By Gennike Mayers, IFRC
“Nothing is more joyful than hearing a baby cry in the maternity ward. It means the baby is alive and well!” says smiling Australian midwife Janet Gorrell, as she emerges from the maternity ward with a new-born baby girl to get some fresh air. Janet, who works with the New Zealand Red Cross, has been working at the Red Cross Red Crescent Emergency Field Hospital in Cox’s Bazar, Bangladesh for one month.
Indeed, crying and screaming is music to the ears of the midwives who sometimes have the terribly tragic task of announcing to a mother that her baby could not be saved. In an emergency hospital which receives the most complicated cases, often referred by other hospitals, not all pregnancies end with tears of joy.
“This mother was referred to us from another hospital. She had been in labour for five hours, but the baby just wasn’t coming. Then they sent her here. We tried to get her to push but nothing was happening,” says Janet.
Susmita Dhar, female interpreter (dressed in yellow in the picture) who was on duty at the maternity ward that day, recalls, “Eventually the doctors had to do a vacuum delivery as the baby was in a breach position. With the vacuum the baby’s head turned around and finally came out normally but there was no sound. I thought the baby was dead. They gave the baby oxygen and after five long minutes she started crying. I was so happy to hear her cry!”

Set of tasks
1. In the field hospital story, how long has Janet Gorrell been working at the emergency field hospital in Cox's Bazar?
2. Carry on the field hospital story, picking up after its final sentence.

Provided material
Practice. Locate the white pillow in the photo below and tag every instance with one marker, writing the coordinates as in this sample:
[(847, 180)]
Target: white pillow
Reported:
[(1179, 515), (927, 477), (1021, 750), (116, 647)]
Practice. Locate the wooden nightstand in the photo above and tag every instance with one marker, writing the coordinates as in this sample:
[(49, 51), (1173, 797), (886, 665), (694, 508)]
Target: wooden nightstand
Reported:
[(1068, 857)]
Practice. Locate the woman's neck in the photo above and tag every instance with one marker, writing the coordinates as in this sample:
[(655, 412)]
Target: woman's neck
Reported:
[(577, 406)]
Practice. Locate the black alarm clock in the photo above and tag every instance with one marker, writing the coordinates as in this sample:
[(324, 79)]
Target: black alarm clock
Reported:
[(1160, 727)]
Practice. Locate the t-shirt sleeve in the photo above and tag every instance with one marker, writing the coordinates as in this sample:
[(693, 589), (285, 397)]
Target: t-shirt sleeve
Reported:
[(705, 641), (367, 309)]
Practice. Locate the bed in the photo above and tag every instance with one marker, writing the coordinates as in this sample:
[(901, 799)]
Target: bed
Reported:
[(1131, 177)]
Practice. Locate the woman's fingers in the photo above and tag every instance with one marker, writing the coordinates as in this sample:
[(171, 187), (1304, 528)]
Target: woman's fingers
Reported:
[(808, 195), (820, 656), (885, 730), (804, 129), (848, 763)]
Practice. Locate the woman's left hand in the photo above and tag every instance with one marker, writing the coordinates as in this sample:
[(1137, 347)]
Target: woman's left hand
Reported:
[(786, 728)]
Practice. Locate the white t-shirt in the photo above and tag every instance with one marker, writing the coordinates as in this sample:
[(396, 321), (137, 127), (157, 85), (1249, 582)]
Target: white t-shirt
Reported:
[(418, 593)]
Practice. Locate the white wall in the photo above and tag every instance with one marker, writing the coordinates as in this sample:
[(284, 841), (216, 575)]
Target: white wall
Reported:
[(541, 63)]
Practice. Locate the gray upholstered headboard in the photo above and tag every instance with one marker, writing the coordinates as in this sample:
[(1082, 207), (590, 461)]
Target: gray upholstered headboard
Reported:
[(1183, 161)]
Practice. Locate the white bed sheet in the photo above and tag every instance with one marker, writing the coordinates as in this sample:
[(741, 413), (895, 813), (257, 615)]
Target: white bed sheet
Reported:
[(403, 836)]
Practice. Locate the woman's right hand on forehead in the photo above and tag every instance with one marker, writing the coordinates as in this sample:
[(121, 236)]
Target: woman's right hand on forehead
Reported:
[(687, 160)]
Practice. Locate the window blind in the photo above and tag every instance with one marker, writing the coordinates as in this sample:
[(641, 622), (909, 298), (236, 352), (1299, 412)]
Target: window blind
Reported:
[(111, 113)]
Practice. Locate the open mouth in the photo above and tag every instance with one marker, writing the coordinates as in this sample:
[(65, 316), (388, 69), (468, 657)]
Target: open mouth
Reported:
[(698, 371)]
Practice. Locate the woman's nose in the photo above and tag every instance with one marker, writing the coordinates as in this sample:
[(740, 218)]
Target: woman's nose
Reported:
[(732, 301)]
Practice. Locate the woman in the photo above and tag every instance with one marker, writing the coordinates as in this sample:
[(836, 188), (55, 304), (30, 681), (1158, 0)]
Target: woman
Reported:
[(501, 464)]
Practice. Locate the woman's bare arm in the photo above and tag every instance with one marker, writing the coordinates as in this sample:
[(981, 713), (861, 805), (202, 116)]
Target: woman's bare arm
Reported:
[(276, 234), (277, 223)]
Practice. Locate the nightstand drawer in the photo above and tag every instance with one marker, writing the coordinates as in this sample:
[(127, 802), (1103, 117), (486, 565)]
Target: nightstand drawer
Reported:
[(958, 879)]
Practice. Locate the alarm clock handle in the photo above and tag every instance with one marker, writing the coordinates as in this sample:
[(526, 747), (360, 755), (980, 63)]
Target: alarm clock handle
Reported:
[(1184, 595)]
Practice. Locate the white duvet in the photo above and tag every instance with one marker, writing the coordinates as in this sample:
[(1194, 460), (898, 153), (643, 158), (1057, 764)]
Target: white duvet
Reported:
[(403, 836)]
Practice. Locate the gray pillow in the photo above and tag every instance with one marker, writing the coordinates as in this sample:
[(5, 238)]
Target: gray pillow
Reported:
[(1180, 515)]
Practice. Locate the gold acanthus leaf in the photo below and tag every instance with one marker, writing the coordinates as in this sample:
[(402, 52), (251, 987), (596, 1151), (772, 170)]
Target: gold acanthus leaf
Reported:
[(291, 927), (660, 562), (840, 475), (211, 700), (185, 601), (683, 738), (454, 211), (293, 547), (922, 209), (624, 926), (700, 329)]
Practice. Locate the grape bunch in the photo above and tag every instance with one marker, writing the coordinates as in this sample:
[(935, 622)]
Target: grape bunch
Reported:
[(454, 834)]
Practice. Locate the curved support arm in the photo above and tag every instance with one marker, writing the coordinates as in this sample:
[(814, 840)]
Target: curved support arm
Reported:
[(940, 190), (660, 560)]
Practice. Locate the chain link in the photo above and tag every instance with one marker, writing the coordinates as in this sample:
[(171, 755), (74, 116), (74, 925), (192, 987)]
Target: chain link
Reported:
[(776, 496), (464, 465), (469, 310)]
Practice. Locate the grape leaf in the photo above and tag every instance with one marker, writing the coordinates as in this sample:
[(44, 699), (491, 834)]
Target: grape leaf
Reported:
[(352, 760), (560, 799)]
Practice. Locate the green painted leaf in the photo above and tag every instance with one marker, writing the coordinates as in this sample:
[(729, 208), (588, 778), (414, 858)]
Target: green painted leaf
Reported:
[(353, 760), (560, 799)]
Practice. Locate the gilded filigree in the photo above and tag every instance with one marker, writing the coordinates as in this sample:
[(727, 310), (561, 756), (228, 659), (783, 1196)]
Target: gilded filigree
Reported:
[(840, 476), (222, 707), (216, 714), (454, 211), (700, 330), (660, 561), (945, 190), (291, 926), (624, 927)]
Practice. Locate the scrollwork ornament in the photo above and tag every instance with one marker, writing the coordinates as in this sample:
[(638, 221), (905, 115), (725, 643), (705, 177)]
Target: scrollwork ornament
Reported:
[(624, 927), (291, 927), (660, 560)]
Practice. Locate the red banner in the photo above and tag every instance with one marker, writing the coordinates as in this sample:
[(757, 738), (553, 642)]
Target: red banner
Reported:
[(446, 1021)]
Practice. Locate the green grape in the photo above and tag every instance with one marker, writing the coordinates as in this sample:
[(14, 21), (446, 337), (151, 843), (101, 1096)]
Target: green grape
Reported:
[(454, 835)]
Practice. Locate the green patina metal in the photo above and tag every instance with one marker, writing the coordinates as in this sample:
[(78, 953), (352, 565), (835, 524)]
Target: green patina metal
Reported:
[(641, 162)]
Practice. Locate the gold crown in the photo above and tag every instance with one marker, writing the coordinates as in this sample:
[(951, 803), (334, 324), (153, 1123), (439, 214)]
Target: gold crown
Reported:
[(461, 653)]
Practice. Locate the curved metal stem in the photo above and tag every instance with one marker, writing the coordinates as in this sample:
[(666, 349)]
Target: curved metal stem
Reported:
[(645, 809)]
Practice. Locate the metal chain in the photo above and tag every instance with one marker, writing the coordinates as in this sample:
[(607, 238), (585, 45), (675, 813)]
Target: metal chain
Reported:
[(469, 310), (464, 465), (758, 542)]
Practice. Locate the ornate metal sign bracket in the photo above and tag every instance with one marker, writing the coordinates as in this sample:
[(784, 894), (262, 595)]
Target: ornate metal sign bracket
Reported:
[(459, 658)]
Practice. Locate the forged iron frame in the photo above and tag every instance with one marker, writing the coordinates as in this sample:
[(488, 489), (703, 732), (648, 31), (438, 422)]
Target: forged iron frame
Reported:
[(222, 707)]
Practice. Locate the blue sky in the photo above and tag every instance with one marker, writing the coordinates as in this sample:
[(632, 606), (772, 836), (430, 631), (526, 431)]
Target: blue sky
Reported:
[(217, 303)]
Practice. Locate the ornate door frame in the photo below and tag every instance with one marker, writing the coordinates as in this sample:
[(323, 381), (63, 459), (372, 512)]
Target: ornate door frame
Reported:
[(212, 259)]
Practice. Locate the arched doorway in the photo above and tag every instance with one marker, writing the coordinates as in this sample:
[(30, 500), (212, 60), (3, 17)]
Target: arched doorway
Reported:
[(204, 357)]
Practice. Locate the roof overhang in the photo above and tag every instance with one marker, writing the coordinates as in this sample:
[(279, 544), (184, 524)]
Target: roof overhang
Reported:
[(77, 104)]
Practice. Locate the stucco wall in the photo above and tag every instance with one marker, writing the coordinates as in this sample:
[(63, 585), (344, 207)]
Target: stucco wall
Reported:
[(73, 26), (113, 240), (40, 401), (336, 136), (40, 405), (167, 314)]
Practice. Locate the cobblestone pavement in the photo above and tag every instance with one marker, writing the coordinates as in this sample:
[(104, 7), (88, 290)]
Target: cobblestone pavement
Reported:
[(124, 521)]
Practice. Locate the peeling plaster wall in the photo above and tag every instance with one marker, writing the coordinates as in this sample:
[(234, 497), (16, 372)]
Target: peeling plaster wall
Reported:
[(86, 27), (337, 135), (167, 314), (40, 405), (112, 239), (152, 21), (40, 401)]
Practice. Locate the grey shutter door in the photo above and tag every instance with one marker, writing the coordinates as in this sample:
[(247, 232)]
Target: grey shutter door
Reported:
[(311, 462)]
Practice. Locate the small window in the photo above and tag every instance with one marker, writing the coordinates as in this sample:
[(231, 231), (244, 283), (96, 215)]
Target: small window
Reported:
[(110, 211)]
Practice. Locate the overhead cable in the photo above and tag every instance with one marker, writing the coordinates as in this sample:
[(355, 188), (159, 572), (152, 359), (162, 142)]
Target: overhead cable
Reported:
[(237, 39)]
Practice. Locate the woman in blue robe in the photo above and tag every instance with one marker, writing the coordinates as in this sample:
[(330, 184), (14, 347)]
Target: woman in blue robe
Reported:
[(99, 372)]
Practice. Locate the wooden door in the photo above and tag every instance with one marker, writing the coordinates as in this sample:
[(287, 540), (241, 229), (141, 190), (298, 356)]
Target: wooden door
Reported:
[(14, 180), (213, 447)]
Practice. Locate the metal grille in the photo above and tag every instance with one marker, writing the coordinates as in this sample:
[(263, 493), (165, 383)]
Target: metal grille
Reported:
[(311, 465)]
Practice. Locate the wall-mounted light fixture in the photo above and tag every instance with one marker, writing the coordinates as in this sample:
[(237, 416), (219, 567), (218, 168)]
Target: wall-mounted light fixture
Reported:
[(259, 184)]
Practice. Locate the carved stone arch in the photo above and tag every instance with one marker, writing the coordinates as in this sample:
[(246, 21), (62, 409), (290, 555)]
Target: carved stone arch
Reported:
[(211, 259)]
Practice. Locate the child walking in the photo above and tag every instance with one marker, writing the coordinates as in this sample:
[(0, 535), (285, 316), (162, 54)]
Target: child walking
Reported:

Answers by item number
1. One month.

2.
No doubt, those five minutes felt like eternity for everyone including the tired mother, Sanjida, who spent three days at the field hospital before being discharged. She asked the midwives to name her daughter and so the miracle baby girl got the name ‘Yasmin’, which in Bengali means Jasmine flower.
In the case of complicated deliveries, the priority is to save the mother, but in the process sometimes babies pass away shortly after birth. Thankfully this unusual delivery had a happy ending.
On October 16, 2017, the emergency field hospital officially opened in Kutupalong near the main road within the camp district, so patients could easily access medical care. A peculiarity of the site is that it is an active rubber farm, so due to the commercial value of the trees, not one could be cut down in the process of setting up the hospital. And so, the mass of white tents housing top-of-the-line equipment and beds for 60 patients was set up in between the rubber trees known fondly as the ‘rubber garden’.
To serve the community round the clock, just about 150 local and international staff live on the same site as the hospital. The hospital tents and equipment were deployed by the Finnish and Norwegian Red Cross Emergency Response Units (ERUs) while the Danish Red Cross took charge of the living facilities known as “the basecamp”. The ERU is part of the IFRC global emergency response tools deployed when and where needed. Red Cross and Red Crescent staff around the globe are specially trained for these types of intense emergency deployments and minimalistic living arrangements, but it is still tough to adapt.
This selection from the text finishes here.